— START OF STORED ROWS —

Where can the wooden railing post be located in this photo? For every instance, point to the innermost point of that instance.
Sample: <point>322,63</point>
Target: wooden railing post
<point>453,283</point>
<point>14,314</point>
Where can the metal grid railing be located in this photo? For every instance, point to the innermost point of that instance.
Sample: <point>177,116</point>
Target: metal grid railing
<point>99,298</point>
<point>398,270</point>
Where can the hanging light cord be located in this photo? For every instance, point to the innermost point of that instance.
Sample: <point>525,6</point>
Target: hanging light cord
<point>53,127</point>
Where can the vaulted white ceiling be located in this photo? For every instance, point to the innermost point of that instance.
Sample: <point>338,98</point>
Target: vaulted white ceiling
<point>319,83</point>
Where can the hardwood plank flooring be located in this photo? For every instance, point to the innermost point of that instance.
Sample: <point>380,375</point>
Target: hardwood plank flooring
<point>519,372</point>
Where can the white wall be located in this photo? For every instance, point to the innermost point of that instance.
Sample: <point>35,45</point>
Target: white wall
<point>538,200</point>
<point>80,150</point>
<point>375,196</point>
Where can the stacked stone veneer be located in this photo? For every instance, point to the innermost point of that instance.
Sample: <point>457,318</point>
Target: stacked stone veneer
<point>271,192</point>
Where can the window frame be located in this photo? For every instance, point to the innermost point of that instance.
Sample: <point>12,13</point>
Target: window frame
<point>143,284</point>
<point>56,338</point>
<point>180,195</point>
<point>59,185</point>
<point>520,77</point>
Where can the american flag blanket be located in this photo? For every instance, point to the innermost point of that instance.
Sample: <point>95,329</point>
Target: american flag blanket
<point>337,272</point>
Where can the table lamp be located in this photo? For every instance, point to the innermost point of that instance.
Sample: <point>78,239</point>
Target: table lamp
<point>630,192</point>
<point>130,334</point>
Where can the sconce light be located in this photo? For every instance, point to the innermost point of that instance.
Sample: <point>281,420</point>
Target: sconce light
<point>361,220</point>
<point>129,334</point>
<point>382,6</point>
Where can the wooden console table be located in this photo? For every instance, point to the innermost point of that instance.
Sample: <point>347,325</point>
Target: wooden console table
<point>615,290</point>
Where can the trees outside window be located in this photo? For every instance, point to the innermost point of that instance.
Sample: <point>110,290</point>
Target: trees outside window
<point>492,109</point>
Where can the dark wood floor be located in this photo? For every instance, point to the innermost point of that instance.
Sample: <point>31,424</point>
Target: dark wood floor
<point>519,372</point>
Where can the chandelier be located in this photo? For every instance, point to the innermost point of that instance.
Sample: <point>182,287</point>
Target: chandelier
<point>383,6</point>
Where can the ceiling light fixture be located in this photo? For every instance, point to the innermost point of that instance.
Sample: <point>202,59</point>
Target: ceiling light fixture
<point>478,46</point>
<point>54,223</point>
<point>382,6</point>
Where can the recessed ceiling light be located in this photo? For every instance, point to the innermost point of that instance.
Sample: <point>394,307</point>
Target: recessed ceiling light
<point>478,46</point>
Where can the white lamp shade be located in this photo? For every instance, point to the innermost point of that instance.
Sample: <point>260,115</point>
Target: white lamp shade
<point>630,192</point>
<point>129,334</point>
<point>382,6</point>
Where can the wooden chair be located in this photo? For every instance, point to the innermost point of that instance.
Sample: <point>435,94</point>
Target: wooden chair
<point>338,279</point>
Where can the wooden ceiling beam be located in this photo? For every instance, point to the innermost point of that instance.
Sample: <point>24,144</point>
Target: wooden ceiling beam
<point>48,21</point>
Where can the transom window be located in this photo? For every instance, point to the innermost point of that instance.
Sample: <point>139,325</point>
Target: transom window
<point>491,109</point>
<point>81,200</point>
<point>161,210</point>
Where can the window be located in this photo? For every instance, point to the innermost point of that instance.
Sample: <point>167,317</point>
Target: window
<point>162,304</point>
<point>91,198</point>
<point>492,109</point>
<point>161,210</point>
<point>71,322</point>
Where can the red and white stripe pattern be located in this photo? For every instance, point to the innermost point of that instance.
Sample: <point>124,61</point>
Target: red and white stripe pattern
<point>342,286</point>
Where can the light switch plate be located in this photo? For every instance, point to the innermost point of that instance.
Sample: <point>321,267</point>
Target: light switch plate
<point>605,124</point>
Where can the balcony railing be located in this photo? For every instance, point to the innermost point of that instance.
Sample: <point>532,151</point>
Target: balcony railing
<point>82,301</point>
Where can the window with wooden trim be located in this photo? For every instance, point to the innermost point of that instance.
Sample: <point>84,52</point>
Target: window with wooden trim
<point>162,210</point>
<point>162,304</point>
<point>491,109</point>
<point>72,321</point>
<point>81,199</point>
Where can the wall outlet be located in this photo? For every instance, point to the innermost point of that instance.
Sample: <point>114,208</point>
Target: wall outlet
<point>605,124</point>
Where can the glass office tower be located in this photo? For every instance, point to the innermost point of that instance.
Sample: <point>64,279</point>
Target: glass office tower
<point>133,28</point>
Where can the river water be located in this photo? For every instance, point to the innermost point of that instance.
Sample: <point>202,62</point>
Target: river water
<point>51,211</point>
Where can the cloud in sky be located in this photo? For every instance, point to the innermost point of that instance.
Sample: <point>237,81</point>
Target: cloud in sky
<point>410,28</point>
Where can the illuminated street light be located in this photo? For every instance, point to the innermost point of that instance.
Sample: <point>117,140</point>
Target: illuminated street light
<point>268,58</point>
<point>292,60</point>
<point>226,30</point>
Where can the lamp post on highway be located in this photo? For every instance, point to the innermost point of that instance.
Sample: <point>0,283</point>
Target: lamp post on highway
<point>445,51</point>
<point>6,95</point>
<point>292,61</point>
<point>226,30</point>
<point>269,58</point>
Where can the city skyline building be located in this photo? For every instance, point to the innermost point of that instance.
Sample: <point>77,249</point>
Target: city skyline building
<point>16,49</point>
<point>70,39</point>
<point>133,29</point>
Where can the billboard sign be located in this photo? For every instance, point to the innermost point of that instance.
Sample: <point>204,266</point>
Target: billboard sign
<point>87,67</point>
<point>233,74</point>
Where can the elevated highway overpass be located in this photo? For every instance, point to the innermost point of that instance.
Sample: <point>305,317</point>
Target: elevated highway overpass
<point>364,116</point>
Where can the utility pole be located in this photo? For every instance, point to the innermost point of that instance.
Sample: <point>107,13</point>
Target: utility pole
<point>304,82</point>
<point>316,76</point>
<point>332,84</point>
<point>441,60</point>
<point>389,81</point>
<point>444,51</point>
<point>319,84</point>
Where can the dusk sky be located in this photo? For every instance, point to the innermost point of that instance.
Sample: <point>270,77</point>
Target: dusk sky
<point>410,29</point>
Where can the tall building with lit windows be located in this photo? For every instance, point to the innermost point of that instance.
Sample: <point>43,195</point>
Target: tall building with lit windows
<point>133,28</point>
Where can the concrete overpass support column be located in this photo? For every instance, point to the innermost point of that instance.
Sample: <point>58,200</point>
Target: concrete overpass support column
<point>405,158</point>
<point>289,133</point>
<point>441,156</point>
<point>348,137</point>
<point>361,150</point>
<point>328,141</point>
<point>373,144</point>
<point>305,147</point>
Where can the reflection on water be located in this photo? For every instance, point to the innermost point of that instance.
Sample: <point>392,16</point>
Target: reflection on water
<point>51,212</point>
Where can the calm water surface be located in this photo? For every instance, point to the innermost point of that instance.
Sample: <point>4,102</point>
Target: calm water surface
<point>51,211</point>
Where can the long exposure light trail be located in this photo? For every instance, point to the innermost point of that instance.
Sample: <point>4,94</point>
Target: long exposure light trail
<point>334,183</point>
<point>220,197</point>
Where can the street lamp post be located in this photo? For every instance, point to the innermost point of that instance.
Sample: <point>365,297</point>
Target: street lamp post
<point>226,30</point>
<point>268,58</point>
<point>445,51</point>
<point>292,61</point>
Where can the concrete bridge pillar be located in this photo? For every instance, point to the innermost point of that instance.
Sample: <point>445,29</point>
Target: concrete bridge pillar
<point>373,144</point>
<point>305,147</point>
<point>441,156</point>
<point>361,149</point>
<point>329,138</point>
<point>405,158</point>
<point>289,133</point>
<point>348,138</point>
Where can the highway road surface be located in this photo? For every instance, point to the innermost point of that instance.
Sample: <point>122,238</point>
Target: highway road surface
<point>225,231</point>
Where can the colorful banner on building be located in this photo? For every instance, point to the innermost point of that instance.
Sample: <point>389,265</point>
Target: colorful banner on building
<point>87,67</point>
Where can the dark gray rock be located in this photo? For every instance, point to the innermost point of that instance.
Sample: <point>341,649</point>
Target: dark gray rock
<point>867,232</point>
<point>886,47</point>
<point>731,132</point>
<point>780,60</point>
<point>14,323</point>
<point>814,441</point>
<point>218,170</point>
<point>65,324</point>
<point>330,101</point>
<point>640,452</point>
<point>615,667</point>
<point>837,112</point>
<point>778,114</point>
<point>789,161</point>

— END OF STORED ROWS —
— START OF STORED ROWS —

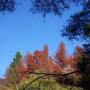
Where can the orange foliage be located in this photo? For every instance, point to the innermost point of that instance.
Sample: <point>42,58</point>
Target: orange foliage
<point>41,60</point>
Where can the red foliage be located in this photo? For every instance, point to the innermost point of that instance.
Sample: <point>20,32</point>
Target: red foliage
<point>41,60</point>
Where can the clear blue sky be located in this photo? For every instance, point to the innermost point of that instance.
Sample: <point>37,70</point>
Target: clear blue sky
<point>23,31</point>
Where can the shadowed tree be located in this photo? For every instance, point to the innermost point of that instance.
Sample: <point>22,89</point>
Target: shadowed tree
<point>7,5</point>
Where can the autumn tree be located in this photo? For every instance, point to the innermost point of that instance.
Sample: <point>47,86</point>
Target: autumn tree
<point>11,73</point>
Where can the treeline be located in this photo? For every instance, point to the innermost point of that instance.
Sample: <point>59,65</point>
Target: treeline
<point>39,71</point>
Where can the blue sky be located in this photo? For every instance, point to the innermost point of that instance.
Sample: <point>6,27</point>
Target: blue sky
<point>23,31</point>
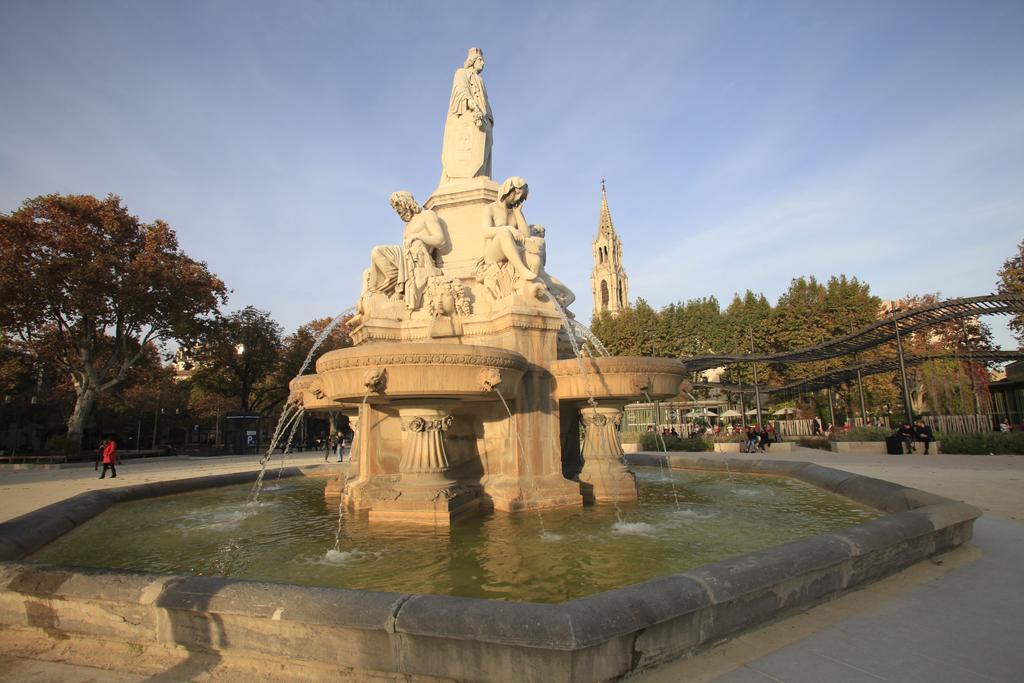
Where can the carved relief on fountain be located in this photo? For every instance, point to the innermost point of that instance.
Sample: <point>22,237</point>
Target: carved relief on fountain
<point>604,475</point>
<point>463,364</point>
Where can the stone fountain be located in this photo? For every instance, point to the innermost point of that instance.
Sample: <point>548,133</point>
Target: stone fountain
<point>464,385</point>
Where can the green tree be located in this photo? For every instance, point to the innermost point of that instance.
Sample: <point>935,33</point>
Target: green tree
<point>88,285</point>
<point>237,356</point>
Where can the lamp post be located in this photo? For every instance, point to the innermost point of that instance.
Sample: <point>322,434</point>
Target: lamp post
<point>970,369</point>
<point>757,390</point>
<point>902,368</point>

— END OF STORED ROWS —

Return the lines that begin at the line containing "Where can the american" and stop after the line containing "<point>130,334</point>", copying them unchanged.

**REPLY**
Where can the american flag blanket be located in this photo? For every instance, point to the innermost point of that instance.
Sample: <point>95,329</point>
Target: american flag blanket
<point>337,272</point>
Where can the table lamp be located in this photo? For every instance, point to the innermost point of that instance.
Sample: <point>78,239</point>
Target: table lamp
<point>630,192</point>
<point>130,334</point>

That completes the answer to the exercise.